## EXERCISE MATERIAL:
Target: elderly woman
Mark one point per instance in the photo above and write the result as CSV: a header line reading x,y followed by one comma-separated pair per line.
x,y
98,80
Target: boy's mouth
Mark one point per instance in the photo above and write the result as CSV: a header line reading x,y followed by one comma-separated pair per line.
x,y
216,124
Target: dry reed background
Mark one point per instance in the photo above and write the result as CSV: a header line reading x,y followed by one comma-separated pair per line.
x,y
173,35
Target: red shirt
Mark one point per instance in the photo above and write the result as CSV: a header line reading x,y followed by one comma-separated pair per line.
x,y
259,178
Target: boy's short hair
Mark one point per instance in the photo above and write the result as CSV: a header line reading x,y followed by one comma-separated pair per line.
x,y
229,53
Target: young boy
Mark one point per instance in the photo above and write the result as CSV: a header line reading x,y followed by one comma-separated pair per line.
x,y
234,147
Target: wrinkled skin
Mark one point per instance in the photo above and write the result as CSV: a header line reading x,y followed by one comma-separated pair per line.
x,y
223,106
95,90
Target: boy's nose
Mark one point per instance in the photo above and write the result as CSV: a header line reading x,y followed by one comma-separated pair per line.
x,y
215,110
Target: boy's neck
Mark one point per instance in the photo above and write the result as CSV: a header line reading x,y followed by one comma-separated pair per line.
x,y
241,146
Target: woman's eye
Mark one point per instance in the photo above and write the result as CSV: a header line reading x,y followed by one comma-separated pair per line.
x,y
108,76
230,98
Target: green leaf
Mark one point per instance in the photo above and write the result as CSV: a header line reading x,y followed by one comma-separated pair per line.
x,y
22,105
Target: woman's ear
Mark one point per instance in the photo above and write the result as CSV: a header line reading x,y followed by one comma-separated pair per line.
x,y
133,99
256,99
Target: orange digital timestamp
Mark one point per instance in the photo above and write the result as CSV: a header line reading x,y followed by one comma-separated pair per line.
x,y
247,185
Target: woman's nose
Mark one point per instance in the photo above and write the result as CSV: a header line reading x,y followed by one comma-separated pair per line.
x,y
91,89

## WHAT YOU ARE ASKED TO DO:
Write out every one of the records above as a two-column CSV with the columns request and answer, giving one row per record and placing its text and its answer each in a single quoted field with line breaks replaced by spaces.

## THE ANSWER:
request,answer
"Target: elderly woman Mark one point per instance in the photo above and write the result as CSV: a header line reading x,y followed by one comma-separated pair per line.","x,y 98,80"
"Target: boy's mouth Mark one point per instance in the photo above and write the result as CSV: a header line reading x,y followed by one comma-separated pair per line.","x,y 216,124"
"Target: dry reed background Mark one point per instance in the photo above and write the result as CSV: a header line reading x,y followed by one comma-separated pair per line.","x,y 173,35"
"Target: red shirt Mark one point per instance in the photo above and write the result as CSV: a header line reading x,y followed by one comma-separated pair per line.","x,y 259,178"
"Target: boy's short hair Mark one point per instance in the photo above and write the result as CSV: a header line reading x,y followed by one comma-separated pair per line.","x,y 229,53"
"Target: young boy Mark one point per instance in the photo above and write the result as CSV: a header line reading x,y followed by one comma-separated pair per line.","x,y 234,147"
"Target: wrinkled skin Mark one point per instance in the photo above and write the result as CSV: a header line reading x,y followed by one comma-separated pair per line.","x,y 223,106 95,90"
"Target: boy's nose Mark one point per instance in the photo above and write the result as CSV: a header line reading x,y followed by one comma-separated pair per line.","x,y 215,110"
"Target: boy's neck Mark one point per instance in the photo above and write the result as CSV: a header line reading x,y followed by one comma-separated pair per line.","x,y 241,146"
"Target: woman's eye Mark one point per instance in the photo above and write the result as CSV: a header line reading x,y followed by one comma-separated pair per line.","x,y 108,76 230,98"
"Target: green leaf Mark one point per instance in the photo above and write the result as CSV: a header line reading x,y followed by one comma-separated pair per line.","x,y 22,105"
"Target: woman's ear Mark one point per instance in the photo above and write the result as CSV: a header line reading x,y followed by one comma-separated pair per line.","x,y 133,99 256,99"
"Target: orange digital timestamp Mark one point per instance in the photo above and write the result as CSV: a header line reading x,y followed by one comma-separated pair per line.","x,y 247,185"
"Target: woman's nose Mark one point per instance in the photo above and write the result as CSV: a header line reading x,y followed by one comma-separated pair per line.","x,y 91,89"